_Document text_.

A recent study from researchers at MIT’s McGovern Institute for Brain Research, published in the journal Proceedings of the National Academy of Sciences (PNAS), explores what the scientists call the “cost of thinking.” Their central finding is simple but striking: problems that take humans longer to solve also demand more internal computation from modern reasoning-focused AI models. In other words, the mental effort required by people and the computational effort required by these AI systems increase in similar ways as problems become more difficult.

This convergence was not something AI developers were intentionally aiming for. Yet the results suggest that, at least in one measurable dimension, advanced reasoning models are behaving in a way that resembles human cognition.

What Are Reasoning Models and How Are They Different?

Traditional large language models are primarily trained to predict the next word or token in a sequence based on patterns in massive text datasets. This makes them extremely good at language-related tasks but historically weaker at structured reasoning. They often failed at math, logic, or problems that required holding multiple steps in mind.

Reasoning models are a newer generation of AI systems designed to overcome these limitations. They are still neural networks, but their training encourages them to break problems into steps, explore possible solutions, and internally evaluate whether their reasoning is correct before producing an answer.

One of the key changes that enabled this improvement is the use of reinforcement learning during training. Instead of simply predicting likely text, these models are rewarded for arriving at correct solutions and penalized for mistakes. Over time, this pushes the model to explore problem-solving strategies that work reliably, even if they require more internal computation.

The result is that reasoning models often take longer to respond than earlier systems. However, this extra time is usually worth it, because they can solve problems that older models consistently got wrong.

Measuring the “Cost of Thinking” in Humans and Machines

To compare humans and AI fairly, the researchers needed a way to measure thinking effort in both groups.

For human participants, the metric was straightforward: response time. The researchers measured how long it took people to solve each problem, down to the millisecond. Longer times were interpreted as higher cognitive effort.

_Exercise 1_.
Retype the passage on the cost of thinking from "The result is" to "higher cognitive effort.".
The rows that follow are unrelated to the passage on the cost of thinking.

_Data for processing_.
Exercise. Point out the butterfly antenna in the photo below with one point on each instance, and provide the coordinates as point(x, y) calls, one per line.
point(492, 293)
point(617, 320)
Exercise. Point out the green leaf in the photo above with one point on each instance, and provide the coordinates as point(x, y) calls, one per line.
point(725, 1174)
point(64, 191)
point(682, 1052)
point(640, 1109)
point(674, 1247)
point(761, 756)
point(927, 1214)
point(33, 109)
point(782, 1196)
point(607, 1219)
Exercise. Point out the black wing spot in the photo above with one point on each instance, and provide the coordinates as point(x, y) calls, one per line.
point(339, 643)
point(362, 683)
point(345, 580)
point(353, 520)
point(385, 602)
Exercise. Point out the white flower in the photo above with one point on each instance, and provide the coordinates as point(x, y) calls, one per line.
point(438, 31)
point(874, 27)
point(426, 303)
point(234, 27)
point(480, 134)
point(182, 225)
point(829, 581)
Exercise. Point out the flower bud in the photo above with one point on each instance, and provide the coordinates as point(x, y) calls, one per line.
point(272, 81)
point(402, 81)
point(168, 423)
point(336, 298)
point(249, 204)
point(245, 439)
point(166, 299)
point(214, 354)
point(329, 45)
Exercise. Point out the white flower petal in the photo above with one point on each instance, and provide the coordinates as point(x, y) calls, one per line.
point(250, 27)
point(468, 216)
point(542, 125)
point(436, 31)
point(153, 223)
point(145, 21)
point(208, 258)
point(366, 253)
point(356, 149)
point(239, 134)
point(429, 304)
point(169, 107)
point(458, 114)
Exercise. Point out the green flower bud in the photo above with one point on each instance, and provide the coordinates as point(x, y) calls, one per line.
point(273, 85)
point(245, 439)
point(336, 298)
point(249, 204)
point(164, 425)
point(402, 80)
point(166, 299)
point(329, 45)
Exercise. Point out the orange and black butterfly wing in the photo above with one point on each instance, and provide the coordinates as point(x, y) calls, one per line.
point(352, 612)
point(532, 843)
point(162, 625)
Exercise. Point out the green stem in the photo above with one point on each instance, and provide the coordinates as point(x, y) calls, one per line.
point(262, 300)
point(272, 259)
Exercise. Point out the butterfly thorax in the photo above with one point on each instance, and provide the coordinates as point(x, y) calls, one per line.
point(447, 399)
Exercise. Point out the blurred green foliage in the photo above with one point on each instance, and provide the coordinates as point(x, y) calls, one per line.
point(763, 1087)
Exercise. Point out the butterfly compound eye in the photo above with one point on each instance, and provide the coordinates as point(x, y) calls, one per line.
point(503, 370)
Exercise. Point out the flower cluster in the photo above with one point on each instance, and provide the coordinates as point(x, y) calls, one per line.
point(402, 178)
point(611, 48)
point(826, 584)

==

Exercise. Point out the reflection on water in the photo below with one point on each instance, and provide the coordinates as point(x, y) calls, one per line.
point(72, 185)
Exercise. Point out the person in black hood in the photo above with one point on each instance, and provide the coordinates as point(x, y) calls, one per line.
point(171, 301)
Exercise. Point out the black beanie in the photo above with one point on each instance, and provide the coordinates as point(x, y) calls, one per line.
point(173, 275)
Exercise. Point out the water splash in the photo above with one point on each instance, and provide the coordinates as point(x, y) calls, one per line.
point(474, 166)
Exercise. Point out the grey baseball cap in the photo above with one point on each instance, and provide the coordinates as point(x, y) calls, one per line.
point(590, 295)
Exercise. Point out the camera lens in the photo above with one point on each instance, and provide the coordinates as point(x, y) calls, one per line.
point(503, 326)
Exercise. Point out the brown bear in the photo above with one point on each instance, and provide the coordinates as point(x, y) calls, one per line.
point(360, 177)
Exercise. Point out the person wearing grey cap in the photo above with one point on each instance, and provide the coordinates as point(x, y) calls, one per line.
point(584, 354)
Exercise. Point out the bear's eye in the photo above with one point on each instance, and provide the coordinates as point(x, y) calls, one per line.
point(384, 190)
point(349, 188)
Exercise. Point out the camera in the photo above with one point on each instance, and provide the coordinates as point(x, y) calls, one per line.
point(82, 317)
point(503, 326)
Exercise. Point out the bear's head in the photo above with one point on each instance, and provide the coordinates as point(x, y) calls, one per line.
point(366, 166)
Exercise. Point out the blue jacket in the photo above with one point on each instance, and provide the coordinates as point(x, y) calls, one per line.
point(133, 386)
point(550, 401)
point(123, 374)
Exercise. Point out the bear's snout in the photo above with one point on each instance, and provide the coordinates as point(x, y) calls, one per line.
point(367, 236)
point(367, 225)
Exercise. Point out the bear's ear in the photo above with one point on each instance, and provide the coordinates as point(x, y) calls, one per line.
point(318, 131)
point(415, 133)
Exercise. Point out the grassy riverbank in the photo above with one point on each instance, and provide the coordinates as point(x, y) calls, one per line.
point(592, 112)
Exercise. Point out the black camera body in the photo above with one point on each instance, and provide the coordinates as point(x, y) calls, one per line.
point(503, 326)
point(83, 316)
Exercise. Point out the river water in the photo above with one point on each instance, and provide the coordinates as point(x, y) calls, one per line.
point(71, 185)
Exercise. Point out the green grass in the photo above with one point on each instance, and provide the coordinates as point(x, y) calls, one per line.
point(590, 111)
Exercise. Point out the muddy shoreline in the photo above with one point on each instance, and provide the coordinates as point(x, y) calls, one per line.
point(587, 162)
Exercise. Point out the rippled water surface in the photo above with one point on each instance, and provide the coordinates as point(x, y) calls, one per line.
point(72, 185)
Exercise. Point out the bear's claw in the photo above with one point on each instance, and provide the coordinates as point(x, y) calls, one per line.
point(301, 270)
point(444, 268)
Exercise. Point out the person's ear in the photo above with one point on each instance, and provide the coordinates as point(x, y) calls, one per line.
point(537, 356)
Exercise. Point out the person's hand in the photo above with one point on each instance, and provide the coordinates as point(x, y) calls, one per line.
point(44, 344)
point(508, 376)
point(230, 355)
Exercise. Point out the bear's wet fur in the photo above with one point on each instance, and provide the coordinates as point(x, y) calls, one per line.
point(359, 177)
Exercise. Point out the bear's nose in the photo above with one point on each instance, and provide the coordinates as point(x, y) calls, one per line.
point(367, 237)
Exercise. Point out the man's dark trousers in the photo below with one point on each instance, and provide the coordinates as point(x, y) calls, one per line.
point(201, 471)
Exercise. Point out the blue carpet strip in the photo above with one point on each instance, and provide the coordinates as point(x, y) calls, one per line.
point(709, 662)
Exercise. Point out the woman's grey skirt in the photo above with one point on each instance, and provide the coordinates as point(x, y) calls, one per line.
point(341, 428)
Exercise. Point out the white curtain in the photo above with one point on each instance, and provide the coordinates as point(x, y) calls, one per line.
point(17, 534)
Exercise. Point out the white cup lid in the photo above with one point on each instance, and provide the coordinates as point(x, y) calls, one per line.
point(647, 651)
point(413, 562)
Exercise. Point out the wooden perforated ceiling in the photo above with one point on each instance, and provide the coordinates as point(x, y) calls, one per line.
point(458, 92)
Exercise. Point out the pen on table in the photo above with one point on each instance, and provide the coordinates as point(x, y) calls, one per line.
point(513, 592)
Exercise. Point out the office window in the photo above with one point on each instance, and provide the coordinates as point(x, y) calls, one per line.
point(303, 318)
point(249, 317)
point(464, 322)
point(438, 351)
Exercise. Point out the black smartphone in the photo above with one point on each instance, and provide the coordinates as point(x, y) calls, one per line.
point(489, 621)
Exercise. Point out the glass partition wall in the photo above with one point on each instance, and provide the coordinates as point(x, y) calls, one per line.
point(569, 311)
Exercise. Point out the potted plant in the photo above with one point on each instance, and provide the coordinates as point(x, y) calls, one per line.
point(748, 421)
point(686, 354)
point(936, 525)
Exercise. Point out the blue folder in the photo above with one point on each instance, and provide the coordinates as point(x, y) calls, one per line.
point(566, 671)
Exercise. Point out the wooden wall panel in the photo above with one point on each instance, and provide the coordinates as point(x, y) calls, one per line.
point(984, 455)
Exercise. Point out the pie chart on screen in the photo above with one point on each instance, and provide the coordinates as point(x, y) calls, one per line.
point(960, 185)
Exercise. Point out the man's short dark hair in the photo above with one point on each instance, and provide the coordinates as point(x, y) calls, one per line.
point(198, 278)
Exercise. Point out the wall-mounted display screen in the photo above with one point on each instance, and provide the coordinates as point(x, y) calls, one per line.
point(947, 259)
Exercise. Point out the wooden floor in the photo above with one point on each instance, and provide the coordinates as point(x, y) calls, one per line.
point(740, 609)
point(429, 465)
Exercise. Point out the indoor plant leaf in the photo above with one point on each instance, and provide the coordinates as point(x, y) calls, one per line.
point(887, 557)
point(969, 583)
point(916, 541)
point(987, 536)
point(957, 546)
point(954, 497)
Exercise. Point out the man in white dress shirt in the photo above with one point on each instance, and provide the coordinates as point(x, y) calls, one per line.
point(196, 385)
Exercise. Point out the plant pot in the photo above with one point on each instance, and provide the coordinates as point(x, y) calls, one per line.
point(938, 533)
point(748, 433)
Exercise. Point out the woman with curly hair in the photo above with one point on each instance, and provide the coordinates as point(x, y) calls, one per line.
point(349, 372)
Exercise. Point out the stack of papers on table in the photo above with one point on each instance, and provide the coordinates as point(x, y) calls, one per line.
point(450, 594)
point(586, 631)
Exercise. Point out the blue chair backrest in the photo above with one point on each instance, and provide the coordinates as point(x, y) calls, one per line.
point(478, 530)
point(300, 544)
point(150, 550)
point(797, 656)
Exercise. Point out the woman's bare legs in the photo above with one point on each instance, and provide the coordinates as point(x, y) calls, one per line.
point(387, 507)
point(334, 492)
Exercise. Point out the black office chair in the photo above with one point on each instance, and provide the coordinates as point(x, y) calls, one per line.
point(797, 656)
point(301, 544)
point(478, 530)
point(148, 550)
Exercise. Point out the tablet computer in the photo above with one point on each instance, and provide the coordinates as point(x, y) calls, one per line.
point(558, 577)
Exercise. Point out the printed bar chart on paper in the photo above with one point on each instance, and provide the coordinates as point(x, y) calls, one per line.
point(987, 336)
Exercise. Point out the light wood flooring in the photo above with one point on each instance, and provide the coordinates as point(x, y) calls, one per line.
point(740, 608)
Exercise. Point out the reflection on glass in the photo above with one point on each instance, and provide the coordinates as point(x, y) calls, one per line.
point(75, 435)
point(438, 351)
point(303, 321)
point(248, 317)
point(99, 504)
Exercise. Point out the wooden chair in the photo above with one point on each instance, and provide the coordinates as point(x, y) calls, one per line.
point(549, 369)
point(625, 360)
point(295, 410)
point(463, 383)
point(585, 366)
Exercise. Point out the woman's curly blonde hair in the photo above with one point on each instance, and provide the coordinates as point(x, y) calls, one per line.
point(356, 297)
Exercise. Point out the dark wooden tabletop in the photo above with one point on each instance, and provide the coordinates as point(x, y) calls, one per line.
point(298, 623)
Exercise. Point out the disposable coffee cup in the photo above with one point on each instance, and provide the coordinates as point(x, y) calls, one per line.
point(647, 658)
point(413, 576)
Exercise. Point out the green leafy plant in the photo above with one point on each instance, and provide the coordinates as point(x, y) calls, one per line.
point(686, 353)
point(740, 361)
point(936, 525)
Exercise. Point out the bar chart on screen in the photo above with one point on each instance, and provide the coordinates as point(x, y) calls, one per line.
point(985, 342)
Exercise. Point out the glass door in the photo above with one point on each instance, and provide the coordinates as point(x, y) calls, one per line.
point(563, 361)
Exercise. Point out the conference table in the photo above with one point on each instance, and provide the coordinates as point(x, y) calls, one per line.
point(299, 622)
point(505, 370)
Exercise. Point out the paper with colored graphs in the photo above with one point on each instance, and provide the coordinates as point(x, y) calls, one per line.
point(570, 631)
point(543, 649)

==

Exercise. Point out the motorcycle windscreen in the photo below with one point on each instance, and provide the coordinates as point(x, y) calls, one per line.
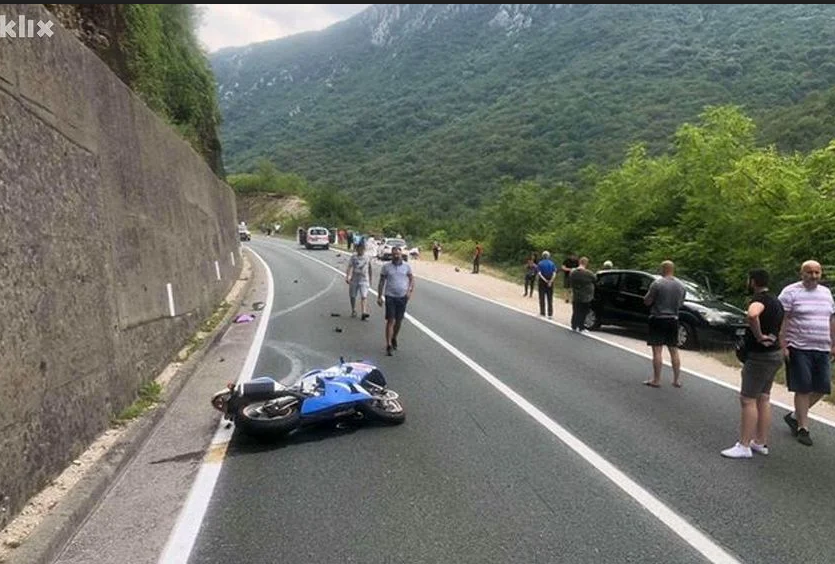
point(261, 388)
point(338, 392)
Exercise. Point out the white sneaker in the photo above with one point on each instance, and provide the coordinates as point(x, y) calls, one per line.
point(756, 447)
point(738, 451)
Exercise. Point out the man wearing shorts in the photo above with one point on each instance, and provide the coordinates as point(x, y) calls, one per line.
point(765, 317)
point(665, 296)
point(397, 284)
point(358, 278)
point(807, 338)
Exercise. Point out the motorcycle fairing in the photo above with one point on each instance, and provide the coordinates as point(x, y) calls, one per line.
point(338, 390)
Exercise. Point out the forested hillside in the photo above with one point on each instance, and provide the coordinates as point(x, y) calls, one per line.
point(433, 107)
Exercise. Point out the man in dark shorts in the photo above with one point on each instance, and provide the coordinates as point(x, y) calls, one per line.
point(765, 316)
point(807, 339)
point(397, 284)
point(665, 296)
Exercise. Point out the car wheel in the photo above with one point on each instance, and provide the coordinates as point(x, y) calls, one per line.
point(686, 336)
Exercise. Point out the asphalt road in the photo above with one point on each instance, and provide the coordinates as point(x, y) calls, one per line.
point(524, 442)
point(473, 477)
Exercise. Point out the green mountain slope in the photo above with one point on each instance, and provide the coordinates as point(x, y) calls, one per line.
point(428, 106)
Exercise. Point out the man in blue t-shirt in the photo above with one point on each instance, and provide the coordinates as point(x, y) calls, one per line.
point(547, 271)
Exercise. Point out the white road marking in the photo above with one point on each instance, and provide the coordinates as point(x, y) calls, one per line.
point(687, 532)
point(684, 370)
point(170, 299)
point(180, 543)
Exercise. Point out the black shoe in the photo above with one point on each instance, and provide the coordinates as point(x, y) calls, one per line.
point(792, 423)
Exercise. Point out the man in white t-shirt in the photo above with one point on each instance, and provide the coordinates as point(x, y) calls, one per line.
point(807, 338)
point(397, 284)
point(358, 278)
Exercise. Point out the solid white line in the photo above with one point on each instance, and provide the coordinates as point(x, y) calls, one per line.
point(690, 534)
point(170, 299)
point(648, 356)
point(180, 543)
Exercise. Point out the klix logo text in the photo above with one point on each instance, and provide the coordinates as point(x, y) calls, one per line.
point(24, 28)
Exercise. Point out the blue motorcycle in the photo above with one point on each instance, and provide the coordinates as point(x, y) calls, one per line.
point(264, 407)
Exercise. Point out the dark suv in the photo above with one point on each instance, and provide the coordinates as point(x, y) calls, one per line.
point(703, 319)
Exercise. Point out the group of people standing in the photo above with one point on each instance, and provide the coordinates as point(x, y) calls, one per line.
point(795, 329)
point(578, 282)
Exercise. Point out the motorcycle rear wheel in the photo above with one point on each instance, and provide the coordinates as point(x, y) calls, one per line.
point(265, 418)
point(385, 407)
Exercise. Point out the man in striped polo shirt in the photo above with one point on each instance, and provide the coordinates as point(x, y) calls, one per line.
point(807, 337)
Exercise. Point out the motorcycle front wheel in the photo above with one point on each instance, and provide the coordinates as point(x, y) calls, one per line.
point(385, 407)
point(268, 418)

_Exercise 2_.
Rewrite only the rows from the line with "Exercise. Point out the brown" to the line with "point(349, 188)", changing "grey cap" to "gray cap" and leaving everything else as it is.

_Written response 1_.
The result is that reasoning models often take longer to respond than earlier systems. However, this extra time is usually worth it, because they can solve problems that older models consistently got wrong.

Measuring the “Cost of Thinking” in Humans and Machines

To compare humans and AI fairly, the researchers needed a way to measure thinking effort in both groups.

For human participants, the metric was straightforward: response time. The researchers measured how long it took people to solve each problem, down to the millisecond. Longer times were interpreted as higher cognitive effort.

_Written response 2_.
Exercise. Point out the brown bear in the photo above with one point on each instance, and provide the coordinates as point(x, y) calls, one per line.
point(360, 177)
Exercise. Point out the person wearing gray cap in the photo above with one point on each instance, and provide the coordinates as point(x, y) calls, one per line.
point(584, 354)
Exercise. Point out the bear's eye in the photo above with one point on each instance, and provide the coordinates as point(x, y) calls, one per line.
point(384, 190)
point(349, 188)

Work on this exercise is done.